Page:
• • • • • • •

Territoires Palestiniens Occupés -
IRIN
La demande de
microcrédits explose, malgré les risques
IRIN
Mahmud al-Haj
travaille sur le marché aux légumes de
Ramallah
Photo: Andreas Hackl/IRIN
Lundi 23 avril 2012
RAMALLAH, 23 avril
2012 (IRIN)
La demande de
microcrédits a connu une forte
augmentation en Cisjordanie et dans la
bande de Gaza au cours de ces dernières
années, selon les informations fournies
par le réseau palestinien de
microfinance « Palestinian Network for
Small and Microfinance » (Sharakeh), qui
regroupe 11 institutions de microfinance
à but non lucratif et dont le
portefeuille de crédits a atteint un
total de 75 millions de dollars à la fin
2011.
Entre 2007 et 2011, le nombre de
microcrédits en cours en Cisjordanie et
dans la bande de Gaza est passé de 20
000 à plus de 43 000. Cette tendance
devrait se maintenir, a indiqué Sharakeh,
qui prévoit que le nombre de prêts
atteindra 77 000 d’ici 2015. Le nombre
de clients actifs qui bénéficient de
microcrédits accordés par des
institutions de microfinance a augmenté
de 27 pour cent en moyenne par an depuis
2007, a-t-il ajouté.
« La microfinance est en pleine
croissance en Palestine, car elle
facilite la création des petites
entreprises, qui augmentent en nombre et
en importance », a dit à IRIN Shirin
al-Ahmad, chef de division auprès de
l’Autorité monétaire palestinienne
(AMP). La création d’une petite
entreprise peut être un moyen de faire
face aux problèmes pour les employés du
secteur public, mais en raison de l’état
de l’économie palestinienne, cela ne
suffit pas à protéger de la précarité.

• • • • • • •

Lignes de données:
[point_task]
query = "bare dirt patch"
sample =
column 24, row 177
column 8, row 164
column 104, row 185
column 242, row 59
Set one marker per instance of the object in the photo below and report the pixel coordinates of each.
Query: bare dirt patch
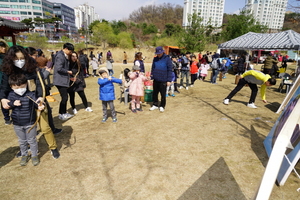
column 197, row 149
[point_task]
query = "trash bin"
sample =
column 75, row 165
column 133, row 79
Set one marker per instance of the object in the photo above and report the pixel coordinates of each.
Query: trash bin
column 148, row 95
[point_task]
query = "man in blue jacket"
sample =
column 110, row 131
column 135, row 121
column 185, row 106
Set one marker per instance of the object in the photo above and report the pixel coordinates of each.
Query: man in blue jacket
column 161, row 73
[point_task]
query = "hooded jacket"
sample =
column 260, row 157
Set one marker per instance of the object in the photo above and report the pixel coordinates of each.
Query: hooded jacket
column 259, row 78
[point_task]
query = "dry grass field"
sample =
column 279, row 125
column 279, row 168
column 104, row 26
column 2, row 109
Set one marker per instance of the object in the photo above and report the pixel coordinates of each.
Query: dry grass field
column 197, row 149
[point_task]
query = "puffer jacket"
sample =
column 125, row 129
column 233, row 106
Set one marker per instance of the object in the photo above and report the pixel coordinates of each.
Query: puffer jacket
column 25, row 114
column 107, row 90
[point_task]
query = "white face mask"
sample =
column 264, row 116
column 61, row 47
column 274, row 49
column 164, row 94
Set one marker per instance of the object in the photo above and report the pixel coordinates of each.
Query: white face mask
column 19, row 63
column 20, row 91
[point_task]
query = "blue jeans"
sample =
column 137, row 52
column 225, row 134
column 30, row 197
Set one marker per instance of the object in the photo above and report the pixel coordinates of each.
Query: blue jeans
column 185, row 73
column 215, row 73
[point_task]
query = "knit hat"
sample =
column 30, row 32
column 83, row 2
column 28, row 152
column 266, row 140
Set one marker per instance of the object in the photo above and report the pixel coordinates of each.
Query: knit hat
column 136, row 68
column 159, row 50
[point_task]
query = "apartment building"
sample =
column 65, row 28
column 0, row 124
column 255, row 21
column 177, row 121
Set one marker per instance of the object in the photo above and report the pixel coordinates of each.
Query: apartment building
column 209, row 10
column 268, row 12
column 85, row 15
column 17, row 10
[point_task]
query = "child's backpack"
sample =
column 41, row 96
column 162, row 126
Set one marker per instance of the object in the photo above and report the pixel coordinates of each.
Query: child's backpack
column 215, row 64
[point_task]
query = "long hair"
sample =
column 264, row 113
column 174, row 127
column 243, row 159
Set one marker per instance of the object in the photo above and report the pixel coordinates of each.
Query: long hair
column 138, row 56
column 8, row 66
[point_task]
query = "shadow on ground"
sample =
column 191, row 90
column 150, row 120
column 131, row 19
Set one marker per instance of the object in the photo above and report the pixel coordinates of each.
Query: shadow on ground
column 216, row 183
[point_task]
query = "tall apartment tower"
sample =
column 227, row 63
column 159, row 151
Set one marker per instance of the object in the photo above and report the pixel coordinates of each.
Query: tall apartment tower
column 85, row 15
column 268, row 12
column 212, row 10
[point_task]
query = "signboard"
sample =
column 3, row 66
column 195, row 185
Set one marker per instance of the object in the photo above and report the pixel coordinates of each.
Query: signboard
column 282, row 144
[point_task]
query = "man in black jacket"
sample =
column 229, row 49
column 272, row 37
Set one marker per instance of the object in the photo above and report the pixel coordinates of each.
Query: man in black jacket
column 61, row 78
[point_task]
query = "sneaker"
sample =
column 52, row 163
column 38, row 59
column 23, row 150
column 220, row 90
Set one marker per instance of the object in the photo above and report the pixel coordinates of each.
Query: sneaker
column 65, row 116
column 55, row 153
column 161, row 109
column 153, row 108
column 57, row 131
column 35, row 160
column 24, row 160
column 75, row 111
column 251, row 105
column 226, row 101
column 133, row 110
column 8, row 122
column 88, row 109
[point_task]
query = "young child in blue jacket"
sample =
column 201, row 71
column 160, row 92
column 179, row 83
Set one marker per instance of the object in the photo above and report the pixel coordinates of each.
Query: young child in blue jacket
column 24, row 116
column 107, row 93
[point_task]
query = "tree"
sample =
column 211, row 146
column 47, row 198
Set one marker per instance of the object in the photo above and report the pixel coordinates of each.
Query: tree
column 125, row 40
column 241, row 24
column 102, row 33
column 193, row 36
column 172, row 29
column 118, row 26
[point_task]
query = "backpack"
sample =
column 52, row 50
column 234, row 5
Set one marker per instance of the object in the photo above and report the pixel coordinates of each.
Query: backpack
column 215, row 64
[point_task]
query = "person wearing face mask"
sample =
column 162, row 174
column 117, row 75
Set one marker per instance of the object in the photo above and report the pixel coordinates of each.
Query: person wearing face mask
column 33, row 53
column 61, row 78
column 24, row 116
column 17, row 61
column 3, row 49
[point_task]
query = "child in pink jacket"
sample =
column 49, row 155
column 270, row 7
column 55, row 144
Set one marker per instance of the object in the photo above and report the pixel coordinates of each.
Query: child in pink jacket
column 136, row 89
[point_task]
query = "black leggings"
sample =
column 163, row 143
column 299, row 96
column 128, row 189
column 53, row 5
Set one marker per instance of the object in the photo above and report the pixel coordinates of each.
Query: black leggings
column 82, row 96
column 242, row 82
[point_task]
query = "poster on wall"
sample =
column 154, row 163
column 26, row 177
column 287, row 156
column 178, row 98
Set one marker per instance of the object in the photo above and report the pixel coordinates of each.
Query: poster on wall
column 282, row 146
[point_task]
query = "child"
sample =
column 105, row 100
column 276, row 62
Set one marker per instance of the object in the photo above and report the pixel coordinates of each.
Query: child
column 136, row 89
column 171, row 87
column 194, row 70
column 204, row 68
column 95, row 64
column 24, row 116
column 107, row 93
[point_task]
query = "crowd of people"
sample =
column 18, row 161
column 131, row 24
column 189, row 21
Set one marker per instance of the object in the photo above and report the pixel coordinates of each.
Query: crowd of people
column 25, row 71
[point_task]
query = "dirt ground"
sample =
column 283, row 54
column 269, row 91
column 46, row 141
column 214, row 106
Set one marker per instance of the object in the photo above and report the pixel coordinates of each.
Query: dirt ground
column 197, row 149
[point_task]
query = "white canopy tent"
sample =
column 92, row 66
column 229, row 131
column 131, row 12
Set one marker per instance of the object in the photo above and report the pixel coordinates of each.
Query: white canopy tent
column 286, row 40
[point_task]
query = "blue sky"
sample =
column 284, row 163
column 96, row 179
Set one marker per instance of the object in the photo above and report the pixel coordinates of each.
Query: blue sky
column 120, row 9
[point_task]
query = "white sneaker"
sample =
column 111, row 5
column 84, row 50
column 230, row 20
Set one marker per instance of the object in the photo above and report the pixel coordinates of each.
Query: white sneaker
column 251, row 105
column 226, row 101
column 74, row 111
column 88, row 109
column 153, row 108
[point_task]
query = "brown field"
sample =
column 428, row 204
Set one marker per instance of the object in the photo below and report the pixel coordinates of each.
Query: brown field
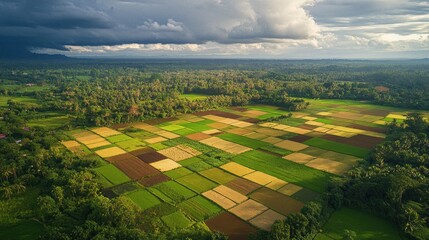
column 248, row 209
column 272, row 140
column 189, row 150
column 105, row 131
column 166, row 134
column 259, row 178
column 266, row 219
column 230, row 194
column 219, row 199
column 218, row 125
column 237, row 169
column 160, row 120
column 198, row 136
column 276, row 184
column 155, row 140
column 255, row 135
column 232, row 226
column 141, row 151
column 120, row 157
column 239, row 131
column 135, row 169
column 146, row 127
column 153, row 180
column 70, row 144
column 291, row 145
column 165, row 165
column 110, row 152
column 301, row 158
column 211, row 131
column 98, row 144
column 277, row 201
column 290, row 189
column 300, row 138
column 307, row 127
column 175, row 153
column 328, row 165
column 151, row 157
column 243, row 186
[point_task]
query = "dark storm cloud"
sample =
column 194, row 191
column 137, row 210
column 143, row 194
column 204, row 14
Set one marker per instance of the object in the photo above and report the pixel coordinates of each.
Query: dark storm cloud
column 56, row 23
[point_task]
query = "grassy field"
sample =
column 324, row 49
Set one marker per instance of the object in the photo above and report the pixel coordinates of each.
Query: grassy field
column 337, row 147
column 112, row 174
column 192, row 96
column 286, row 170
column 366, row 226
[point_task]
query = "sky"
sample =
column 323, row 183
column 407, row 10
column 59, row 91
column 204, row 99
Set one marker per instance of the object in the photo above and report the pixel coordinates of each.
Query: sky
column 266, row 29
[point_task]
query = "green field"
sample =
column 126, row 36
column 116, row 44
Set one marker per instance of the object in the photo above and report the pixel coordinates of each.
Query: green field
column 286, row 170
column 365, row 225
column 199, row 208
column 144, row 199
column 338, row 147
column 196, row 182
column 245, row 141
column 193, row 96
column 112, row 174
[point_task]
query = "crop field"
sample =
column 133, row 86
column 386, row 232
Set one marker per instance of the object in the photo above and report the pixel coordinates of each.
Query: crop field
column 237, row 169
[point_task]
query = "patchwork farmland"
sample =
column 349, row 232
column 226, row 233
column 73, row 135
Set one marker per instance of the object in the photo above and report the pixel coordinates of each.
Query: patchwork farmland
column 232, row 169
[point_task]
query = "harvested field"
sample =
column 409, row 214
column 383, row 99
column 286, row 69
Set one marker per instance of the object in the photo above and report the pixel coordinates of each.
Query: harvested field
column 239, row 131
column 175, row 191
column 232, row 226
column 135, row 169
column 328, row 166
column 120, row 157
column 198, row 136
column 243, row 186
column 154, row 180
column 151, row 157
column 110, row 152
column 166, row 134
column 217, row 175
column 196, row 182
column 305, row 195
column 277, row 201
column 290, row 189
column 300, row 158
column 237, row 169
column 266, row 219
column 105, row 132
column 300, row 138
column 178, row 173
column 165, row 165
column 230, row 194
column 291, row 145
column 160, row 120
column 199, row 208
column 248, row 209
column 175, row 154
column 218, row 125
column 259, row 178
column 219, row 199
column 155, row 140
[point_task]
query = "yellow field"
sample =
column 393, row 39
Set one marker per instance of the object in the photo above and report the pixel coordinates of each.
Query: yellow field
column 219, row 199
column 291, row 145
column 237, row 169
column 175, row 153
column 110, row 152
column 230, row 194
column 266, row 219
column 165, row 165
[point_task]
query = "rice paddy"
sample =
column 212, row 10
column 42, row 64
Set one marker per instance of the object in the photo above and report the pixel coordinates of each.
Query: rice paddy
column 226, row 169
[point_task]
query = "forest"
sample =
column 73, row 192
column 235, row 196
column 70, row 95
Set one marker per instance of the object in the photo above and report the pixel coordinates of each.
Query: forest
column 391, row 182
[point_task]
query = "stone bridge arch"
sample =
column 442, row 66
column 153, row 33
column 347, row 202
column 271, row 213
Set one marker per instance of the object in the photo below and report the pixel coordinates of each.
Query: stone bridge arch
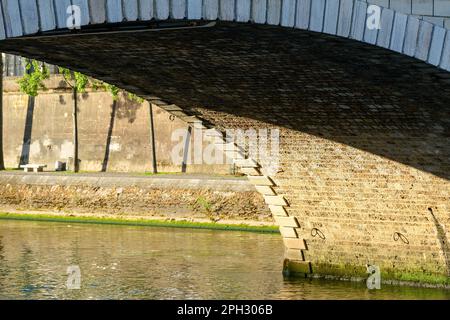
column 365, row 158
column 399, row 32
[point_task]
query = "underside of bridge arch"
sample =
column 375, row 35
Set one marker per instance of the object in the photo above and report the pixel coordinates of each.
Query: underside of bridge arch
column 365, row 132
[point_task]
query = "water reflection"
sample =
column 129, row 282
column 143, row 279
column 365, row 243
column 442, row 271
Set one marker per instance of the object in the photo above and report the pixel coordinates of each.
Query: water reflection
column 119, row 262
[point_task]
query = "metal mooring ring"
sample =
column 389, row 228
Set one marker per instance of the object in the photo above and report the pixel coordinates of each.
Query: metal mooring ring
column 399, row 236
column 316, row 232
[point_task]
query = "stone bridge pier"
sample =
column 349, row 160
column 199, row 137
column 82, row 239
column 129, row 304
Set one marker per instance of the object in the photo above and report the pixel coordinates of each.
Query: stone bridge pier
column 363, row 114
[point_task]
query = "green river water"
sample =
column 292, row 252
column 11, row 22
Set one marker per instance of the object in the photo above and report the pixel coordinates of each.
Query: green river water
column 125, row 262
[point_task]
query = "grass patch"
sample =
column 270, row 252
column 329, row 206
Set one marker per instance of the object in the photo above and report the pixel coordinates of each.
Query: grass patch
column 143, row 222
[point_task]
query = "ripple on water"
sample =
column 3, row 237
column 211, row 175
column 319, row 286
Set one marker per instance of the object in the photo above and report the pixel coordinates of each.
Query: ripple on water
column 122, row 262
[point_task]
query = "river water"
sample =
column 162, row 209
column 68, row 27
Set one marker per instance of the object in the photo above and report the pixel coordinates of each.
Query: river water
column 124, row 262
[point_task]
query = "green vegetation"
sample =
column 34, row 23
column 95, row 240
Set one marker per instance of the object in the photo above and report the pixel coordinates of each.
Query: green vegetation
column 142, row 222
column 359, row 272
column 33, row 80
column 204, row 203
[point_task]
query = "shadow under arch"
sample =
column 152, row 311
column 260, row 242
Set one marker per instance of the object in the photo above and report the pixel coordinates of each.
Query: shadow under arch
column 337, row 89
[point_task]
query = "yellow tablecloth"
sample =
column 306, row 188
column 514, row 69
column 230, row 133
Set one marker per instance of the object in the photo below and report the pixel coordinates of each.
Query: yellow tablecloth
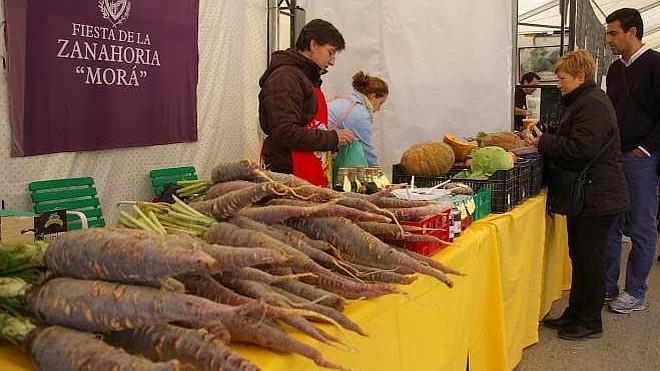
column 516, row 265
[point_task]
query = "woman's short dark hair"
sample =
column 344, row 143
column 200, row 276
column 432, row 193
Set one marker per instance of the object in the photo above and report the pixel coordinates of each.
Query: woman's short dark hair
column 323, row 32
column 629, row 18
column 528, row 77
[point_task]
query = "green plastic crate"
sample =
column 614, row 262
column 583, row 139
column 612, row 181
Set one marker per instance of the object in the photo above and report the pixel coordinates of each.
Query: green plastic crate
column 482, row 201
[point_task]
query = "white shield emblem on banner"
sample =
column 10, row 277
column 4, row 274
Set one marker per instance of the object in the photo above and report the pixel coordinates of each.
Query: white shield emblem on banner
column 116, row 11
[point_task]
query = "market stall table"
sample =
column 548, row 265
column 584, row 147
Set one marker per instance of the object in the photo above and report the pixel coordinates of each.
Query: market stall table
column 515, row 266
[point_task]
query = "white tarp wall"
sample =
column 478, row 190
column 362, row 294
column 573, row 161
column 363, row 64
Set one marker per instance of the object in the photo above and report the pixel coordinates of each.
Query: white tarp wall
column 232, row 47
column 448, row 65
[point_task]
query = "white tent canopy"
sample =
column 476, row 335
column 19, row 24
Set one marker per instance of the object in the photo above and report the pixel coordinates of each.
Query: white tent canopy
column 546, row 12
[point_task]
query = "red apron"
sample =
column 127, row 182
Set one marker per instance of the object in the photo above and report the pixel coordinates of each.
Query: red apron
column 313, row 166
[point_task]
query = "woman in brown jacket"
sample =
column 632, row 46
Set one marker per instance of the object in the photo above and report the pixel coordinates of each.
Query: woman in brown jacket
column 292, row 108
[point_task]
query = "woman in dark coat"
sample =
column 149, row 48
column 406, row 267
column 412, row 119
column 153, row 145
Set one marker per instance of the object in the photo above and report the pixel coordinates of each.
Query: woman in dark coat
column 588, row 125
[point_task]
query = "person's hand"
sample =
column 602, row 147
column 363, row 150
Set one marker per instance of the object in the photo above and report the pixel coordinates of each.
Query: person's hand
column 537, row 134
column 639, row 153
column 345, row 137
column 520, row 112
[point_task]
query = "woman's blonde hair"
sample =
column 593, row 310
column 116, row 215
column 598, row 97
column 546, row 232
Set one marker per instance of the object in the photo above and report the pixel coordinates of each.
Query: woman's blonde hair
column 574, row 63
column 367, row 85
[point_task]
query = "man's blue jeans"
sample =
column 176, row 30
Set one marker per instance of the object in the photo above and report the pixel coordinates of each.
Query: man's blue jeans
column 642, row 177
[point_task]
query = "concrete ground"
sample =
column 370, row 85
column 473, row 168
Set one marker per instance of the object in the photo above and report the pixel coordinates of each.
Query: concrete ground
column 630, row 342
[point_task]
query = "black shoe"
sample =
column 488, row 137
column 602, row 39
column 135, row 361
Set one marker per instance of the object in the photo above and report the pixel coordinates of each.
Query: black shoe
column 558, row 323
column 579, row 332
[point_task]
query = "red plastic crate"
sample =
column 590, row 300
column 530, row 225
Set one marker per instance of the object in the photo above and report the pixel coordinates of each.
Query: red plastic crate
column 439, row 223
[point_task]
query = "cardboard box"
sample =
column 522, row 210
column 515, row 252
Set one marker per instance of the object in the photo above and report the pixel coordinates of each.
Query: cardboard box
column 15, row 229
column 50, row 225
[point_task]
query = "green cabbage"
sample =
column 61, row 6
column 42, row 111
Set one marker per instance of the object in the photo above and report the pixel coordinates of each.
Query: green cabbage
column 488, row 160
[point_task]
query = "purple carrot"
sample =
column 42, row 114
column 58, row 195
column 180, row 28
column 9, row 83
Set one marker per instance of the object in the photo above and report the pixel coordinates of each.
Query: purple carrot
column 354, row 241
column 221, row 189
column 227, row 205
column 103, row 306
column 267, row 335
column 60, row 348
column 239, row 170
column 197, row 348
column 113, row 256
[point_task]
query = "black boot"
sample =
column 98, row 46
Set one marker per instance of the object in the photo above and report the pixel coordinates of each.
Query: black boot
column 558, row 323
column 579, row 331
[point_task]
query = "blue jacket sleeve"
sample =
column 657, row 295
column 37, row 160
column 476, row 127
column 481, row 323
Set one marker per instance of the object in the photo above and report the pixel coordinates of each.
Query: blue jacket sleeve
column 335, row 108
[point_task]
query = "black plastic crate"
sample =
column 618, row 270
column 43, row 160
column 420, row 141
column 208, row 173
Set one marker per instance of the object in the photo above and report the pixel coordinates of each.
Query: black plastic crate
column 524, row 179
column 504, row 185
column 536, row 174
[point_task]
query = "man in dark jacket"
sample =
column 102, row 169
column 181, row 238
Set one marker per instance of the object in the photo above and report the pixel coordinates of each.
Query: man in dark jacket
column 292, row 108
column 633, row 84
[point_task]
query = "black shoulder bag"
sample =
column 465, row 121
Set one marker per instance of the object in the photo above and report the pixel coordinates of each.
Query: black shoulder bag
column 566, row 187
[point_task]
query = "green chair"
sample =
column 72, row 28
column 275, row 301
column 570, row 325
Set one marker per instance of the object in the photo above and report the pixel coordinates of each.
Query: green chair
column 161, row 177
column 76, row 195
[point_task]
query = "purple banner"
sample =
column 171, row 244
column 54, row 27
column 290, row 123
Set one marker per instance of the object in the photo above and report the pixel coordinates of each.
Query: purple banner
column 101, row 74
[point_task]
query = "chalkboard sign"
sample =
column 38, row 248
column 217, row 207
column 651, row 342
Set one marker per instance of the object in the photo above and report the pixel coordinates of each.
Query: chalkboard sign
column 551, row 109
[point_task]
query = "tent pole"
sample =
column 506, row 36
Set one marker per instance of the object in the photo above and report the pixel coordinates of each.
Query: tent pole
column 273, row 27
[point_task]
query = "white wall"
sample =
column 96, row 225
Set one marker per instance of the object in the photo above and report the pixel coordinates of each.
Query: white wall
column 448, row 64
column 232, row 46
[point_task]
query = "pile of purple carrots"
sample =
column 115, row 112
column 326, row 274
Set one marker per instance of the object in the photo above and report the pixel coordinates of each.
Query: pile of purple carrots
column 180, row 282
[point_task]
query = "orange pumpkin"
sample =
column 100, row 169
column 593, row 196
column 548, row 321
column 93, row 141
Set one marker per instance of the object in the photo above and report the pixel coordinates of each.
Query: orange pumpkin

• • • • • • •

Travail demandé:
#1 Répondez à ces questions à partir de l'article sur les microcrédits :
(a) Combien d'institutions de microfinance à but non lucratif le réseau Sharakeh regroupe-t-il ?
(b) Combien de microcrédits étaient en cours en Cisjordanie et dans la bande de Gaza en 2011 ?
(c) Quelle fonction Shirin al-Ahmad occupe-t-elle ?
#2 Dans l'article sur les microcrédits, présentez sous forme de liste le paragraphe qui commence par « Entre 2007 et 2011 », en conservant ses chiffres principaux.
#3 D'après Shirin al-Ahmad, citée dans l'article sur les microcrédits, pourquoi la microfinance est-elle en pleine croissance en Palestine ? Répondez en une à trois phrases.

Réponses par consigne:
#1
(a) Il en regroupe 11.
(b) Il y en avait plus de 43 000.
(c) Elle est chef de division auprès de l'Autorité monétaire palestinienne (AMP).

#2
- Entre 2007 et 2011, le nombre de microcrédits en cours en Cisjordanie et dans la bande de Gaza est passé de 20 000 à plus de 43 000.
- Selon Sharakeh, cette tendance devrait se maintenir, avec 77 000 prêts prévus d'ici 2015.
- Depuis 2007, le nombre de clients actifs bénéficiant de microcrédits a augmenté de 27 % par an en moyenne.

#3 La microfinance facilite la création de petites entreprises. Ces entreprises augmentent en nombre et en importance, ce qui explique sa croissance.